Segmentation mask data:

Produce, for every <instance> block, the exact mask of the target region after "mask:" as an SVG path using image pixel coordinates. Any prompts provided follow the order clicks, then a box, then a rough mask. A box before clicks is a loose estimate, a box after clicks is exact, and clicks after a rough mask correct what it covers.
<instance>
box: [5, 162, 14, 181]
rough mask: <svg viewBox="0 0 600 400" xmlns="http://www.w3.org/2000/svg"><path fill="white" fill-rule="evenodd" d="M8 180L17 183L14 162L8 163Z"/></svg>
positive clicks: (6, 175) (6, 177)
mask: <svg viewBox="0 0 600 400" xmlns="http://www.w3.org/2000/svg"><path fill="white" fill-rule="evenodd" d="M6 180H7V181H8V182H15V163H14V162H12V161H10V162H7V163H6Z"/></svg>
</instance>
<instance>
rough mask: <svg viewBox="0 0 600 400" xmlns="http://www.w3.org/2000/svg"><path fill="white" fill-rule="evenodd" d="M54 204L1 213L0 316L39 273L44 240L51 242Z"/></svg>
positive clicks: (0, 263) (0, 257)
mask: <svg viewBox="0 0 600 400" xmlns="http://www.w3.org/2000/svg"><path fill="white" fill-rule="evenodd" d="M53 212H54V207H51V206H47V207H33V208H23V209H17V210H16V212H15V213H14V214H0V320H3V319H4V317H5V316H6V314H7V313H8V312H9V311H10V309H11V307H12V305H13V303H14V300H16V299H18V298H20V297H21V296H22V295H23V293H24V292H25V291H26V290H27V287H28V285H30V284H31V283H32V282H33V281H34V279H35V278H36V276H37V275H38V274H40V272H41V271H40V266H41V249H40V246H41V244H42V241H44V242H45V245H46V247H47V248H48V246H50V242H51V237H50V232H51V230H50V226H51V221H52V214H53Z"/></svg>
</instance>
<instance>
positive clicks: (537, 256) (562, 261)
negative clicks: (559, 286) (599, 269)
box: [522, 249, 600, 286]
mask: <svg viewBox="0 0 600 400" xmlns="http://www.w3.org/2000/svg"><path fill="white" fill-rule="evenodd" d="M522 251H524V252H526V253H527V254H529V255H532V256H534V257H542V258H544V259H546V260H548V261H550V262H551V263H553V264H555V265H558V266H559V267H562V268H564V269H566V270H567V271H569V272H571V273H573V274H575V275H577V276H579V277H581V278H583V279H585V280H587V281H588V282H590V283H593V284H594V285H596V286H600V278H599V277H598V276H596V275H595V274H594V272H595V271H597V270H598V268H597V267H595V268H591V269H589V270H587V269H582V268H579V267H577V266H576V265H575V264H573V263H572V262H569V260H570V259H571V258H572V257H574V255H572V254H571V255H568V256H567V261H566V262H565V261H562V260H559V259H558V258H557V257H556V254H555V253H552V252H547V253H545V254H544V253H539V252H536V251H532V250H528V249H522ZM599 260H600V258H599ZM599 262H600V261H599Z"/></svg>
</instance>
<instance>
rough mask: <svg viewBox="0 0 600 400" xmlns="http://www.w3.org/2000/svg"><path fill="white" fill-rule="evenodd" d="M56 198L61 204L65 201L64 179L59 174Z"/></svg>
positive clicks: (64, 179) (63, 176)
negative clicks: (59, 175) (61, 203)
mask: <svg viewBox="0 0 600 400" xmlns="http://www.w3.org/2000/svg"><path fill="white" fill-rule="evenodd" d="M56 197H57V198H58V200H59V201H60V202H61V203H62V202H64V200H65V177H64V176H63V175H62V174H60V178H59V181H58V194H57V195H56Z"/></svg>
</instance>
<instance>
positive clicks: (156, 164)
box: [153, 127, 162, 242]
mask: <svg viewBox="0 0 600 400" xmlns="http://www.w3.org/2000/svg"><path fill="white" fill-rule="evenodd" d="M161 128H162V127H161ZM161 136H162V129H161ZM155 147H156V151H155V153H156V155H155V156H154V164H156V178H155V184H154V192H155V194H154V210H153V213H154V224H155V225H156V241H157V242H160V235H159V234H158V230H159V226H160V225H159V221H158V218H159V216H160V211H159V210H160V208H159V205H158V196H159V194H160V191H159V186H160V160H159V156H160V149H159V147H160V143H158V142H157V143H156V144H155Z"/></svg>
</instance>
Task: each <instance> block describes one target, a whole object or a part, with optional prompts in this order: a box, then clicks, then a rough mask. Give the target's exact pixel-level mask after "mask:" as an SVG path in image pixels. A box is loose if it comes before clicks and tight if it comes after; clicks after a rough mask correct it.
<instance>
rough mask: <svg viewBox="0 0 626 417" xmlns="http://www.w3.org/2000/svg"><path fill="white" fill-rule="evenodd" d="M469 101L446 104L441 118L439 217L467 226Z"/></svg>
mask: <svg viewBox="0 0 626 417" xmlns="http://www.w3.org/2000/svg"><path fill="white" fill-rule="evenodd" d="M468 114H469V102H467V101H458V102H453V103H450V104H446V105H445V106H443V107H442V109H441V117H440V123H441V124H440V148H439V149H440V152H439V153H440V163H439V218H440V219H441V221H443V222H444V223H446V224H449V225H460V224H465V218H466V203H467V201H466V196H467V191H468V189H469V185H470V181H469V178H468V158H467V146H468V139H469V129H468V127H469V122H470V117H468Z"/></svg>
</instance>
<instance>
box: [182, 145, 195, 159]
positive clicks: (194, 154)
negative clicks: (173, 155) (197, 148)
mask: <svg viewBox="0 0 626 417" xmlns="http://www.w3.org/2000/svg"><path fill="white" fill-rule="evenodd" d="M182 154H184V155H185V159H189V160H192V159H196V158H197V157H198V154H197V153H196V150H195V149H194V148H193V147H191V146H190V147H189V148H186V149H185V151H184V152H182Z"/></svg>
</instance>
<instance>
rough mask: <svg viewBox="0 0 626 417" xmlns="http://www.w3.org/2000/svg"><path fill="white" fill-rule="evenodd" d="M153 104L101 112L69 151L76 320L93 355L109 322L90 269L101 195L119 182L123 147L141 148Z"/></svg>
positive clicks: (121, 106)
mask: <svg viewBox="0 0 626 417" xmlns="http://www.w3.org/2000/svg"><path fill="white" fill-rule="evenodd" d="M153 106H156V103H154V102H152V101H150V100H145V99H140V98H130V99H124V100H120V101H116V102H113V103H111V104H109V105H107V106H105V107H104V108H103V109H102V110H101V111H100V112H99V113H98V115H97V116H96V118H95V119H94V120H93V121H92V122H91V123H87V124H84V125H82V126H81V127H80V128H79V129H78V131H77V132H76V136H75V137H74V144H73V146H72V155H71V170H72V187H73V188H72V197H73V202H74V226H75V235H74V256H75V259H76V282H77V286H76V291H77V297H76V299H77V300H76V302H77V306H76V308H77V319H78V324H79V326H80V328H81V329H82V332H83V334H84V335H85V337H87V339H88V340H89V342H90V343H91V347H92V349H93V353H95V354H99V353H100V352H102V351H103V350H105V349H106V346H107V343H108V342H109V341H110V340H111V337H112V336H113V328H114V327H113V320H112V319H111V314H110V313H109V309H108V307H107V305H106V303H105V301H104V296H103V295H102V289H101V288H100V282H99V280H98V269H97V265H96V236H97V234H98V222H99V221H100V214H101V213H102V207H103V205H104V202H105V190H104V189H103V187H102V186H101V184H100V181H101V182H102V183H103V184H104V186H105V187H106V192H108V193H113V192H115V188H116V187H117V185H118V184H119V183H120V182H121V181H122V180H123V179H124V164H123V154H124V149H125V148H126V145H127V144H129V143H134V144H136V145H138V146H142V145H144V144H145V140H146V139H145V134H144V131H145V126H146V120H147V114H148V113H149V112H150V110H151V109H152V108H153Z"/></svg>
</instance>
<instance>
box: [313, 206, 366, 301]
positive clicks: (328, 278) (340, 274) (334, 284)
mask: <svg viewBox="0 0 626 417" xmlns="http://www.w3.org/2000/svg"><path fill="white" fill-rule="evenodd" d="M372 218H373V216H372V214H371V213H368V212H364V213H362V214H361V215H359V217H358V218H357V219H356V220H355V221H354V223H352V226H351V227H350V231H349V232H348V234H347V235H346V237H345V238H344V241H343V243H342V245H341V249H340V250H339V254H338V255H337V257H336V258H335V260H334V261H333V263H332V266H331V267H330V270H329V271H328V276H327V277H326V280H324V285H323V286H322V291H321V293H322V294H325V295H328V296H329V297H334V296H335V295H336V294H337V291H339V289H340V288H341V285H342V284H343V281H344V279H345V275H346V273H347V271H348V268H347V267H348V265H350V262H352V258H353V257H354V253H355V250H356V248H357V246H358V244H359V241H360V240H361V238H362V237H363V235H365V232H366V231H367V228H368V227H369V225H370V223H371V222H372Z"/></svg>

> **DIRECTIONS**
Give the count of lines in the data above holding the word "then", and nothing beyond it.

> **EXPECTED OUTPUT**
2